WHAT THE EXERCISE ASKS
Retype the material below. Keep every word exactly as it is.

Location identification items
◆ ◆ ◆

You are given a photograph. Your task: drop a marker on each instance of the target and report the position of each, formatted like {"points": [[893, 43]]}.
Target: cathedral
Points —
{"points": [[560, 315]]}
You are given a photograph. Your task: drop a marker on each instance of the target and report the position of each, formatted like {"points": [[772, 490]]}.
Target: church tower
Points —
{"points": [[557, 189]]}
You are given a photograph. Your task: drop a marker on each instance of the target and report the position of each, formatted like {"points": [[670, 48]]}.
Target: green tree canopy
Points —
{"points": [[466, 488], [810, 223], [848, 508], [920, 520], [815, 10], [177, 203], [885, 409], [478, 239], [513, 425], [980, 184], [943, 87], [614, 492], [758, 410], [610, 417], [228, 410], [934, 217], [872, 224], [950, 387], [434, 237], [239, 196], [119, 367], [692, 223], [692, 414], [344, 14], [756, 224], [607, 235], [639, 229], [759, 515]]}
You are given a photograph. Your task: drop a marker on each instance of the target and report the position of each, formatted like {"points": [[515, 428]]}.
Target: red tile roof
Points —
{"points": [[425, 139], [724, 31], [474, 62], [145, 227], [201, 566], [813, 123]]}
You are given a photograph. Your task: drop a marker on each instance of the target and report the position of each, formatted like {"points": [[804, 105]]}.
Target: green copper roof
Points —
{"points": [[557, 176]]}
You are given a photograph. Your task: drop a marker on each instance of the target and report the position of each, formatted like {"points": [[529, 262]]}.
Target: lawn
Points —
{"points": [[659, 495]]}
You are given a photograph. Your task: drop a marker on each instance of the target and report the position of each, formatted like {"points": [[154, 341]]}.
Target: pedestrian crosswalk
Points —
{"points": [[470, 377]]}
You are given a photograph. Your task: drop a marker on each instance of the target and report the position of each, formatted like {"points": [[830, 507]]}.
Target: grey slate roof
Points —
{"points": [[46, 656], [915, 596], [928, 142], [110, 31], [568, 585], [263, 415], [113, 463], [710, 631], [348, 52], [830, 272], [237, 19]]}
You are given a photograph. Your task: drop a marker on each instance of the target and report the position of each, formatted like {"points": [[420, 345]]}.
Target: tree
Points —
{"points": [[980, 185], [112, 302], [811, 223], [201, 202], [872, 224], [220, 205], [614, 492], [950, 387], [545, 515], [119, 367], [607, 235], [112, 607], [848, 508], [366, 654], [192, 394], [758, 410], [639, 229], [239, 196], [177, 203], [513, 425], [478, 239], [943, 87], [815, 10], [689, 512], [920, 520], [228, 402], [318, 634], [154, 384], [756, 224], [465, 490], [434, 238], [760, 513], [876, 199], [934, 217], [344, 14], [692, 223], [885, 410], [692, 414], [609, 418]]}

◆ ◆ ◆

ANSWER TO THE TASK
You are given a photograph. Your task: drop a marker on each instance of the target and report the position of each, formatted like {"points": [[893, 43]]}.
Target: cathedral
Points —
{"points": [[560, 315]]}
You are given a photograph. Your task: drop a marker on each instance of the target and report the position of each, formatted like {"points": [[772, 490]]}.
Target: church tower
Points —
{"points": [[557, 189]]}
You are given a photograph. Your task: drop a marker on each instance of the target and report the position of each, formatted like {"points": [[670, 48]]}.
Target: green tree canopy
Points —
{"points": [[466, 488], [810, 223], [848, 508], [920, 520], [815, 10], [177, 203], [885, 409], [478, 239], [513, 425], [980, 184], [943, 87], [614, 492], [758, 410], [610, 417], [228, 410], [934, 217], [872, 224], [950, 387], [434, 237], [239, 196], [119, 367], [692, 223], [692, 414], [344, 14], [756, 224], [607, 235], [639, 229], [759, 515]]}
You are given a photograph. Your task: drop a marker on each instance of the target and report the position of each, formatted like {"points": [[515, 428]]}.
Target: red tile roof
Points —
{"points": [[425, 139], [724, 31], [474, 62], [145, 227], [201, 566], [813, 123]]}
You are given a photograph. Your task: drop a marker on each instance of the target and report the position of each, formatted like {"points": [[804, 105]]}.
Target: green copper roof
Points —
{"points": [[557, 176]]}
You are given a photograph. Your task: drop a marker on each instance of the target and report the position of each, formatted like {"points": [[529, 262]]}.
Target: lawn
Points —
{"points": [[659, 495]]}
You are given a photograph. Your task: drop a marker on each instance of the target and report the position of each, formatted like {"points": [[154, 341]]}.
Target: pedestrian crosswalk
Points —
{"points": [[470, 377]]}
You are given a photograph. Your task: drop a marker on each instance of the target and report the position of each, formatted like {"points": [[830, 507]]}.
Target: grey slate roof
Points —
{"points": [[46, 656], [915, 596], [928, 142], [110, 31], [568, 585], [263, 415], [113, 463], [710, 631], [348, 52], [830, 272], [237, 19]]}
You are given a photograph. Your task: drop a marker on each instance of the target and report the position of each, formatted like {"points": [[420, 345]]}.
Target: tree
Points —
{"points": [[980, 185], [112, 302], [811, 223], [201, 202], [872, 224], [220, 205], [614, 492], [950, 387], [545, 515], [119, 367], [607, 235], [112, 607], [848, 508], [366, 654], [192, 394], [758, 410], [639, 229], [239, 196], [177, 203], [513, 425], [478, 239], [943, 87], [815, 10], [689, 512], [920, 520], [228, 402], [318, 634], [154, 384], [756, 224], [465, 490], [434, 238], [760, 513], [876, 199], [934, 217], [344, 14], [692, 223], [885, 410], [692, 414], [609, 418]]}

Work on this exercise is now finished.